### Request
Rescale the material below from the line containing "of the santa" through the line containing "<point>374,117</point>" by rewriting every line in that stretch, multiplying each coordinate inside a point tag by 1.25 and rounding to a whole number, with halves going up. Leave all other text on those lines unchanged, including the x,y format sample.

### Dataset
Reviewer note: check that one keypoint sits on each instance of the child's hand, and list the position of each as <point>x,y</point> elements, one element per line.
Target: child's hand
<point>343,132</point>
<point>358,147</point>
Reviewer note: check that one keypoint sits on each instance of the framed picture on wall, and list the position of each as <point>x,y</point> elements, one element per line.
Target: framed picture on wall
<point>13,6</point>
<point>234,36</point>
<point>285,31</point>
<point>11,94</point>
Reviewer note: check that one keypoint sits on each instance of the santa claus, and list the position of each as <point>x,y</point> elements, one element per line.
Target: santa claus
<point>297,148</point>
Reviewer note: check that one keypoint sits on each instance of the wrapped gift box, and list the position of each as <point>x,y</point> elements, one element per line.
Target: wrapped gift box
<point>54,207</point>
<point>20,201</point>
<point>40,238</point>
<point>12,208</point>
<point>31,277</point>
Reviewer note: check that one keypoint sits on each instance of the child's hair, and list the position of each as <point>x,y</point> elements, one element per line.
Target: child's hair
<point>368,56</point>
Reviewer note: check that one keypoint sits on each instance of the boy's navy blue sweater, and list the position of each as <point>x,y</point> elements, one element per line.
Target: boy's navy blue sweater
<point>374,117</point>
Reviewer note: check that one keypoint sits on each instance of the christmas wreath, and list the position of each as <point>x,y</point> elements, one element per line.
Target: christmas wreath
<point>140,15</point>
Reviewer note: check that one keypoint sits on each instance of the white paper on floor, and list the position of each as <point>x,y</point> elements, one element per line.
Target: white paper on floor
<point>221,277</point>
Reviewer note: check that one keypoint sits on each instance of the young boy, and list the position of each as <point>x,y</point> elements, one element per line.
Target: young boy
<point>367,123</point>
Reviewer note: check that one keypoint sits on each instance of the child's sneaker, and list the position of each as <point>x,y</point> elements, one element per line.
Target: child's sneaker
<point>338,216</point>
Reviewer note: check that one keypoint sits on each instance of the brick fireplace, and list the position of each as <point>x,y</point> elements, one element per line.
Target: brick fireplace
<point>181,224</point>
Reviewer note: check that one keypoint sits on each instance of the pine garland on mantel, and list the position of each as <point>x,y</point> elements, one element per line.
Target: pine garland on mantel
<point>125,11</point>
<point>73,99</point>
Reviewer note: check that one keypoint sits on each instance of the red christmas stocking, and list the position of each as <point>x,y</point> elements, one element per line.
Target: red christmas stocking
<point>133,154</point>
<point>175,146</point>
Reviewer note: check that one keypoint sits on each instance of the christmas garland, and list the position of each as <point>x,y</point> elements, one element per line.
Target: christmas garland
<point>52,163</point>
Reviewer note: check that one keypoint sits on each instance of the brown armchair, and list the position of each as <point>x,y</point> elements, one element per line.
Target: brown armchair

### Answer for the task
Reviewer note: check that one keypoint sits on each instance of the santa claus, and list the position of each as <point>x,y</point> elements, one element per line.
Target: santa claus
<point>371,185</point>
Reviewer note: check that one keypoint sits on each instance of the wrapped gift box, and list the position of each as <point>x,y</point> elements, one element per line.
Target: wrapped gift box
<point>68,259</point>
<point>25,251</point>
<point>50,298</point>
<point>15,260</point>
<point>39,346</point>
Reviewer note: check that one keypoint sits on each instance of the child's hair, and list the position of each as <point>x,y</point> elements, one element per line.
Target: child's hair
<point>460,70</point>
Reviewer note: check that one keypoint sits on each instance of the boy's navy blue sweater, and list the position of each as <point>x,y</point> elements, one element per line.
Target: boy's navy blue sweater
<point>468,146</point>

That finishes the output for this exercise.